── Listing ──
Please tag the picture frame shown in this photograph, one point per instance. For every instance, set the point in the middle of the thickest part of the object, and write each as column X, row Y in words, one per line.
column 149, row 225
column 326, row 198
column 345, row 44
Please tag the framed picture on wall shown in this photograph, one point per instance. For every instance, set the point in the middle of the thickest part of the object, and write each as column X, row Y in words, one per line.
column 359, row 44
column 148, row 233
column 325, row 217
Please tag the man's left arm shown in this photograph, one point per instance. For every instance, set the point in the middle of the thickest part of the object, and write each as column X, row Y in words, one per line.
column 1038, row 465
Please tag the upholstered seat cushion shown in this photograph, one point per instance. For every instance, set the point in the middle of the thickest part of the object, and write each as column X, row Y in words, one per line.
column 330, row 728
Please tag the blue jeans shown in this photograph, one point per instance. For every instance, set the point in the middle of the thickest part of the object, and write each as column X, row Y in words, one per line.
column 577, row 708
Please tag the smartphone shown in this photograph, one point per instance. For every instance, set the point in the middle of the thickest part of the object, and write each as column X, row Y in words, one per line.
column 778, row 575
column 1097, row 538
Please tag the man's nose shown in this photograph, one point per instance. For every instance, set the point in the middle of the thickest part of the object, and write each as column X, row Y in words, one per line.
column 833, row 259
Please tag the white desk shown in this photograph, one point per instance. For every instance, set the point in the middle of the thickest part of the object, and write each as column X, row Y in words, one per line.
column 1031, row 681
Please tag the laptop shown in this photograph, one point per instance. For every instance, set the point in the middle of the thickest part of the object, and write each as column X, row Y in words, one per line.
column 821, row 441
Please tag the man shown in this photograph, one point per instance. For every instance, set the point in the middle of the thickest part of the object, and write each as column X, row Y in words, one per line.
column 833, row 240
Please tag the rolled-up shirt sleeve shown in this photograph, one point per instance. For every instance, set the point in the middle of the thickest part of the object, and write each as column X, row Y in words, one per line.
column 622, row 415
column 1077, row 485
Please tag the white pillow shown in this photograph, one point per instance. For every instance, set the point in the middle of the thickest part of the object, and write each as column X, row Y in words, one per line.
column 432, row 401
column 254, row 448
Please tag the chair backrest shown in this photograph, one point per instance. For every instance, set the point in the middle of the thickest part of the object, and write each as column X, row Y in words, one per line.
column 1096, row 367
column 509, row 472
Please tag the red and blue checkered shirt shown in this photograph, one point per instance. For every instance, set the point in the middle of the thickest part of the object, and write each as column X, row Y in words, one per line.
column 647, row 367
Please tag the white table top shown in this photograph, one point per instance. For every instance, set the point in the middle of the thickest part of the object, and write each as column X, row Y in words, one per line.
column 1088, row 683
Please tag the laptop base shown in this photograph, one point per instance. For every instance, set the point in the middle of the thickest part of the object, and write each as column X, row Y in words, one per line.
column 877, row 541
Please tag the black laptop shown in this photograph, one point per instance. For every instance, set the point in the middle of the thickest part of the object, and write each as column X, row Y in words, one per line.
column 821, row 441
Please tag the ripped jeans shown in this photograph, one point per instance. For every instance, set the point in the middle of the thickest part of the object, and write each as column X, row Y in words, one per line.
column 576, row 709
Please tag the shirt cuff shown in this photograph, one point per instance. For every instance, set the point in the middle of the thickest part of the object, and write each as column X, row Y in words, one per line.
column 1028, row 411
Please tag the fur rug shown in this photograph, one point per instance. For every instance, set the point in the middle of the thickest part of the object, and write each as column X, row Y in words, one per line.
───
Edit the stretch of the data from the line containing "Please tag the white desk" through the line containing "column 1088, row 683", swapping "Please tag" for "Please mark" and leaving everything else unchanged. Return only those lines.

Please mark the white desk shown in this photograph, one point per instance. For every instance, set the point in the middle of the thickest part of the object, and write each as column X, row Y in words, one per line.
column 1031, row 681
Please mark the laptop shown in this photograph, one point per instance. For every instance, set the point in the middle of the thickest part of the object, and write each as column X, row Y in words, one per line.
column 821, row 441
Please mark the man shown in this photograph, one point per instance. For every instance, set the point in the middle of the thickest part of the object, and write each as column X, row Y in words, one per line.
column 833, row 240
Please mark the rolled-up shirt sleeve shown in this photograph, one point per instance. For every instance, set the point in the middle of the thickest part of the object, and write each as column X, row Y in words, one per line.
column 622, row 415
column 1077, row 485
Please mark the white pillow shown in this photograph, one point per instance. For every instance, set the point in the middle of the thickest part of the object, and write each as column X, row Y in words, one per line.
column 432, row 401
column 254, row 448
Please mark the chair backrest shown in this photograph, one point per instance. For every instance, set the point in the middle of the thickest part of the object, and write each as column X, row Y in words, one per line.
column 1096, row 367
column 509, row 472
Please mark the red and blue checkered shirt shown in this photograph, one point per instance. For every instance, set the point in the middle of the thickest part of the object, and write each as column X, row Y in words, one per line.
column 647, row 367
Please mark the white table top shown in this photograph, one point per instance. For every instance, set the point in the middle of the thickest part of the object, and write each as column X, row Y in words, one per line.
column 1088, row 683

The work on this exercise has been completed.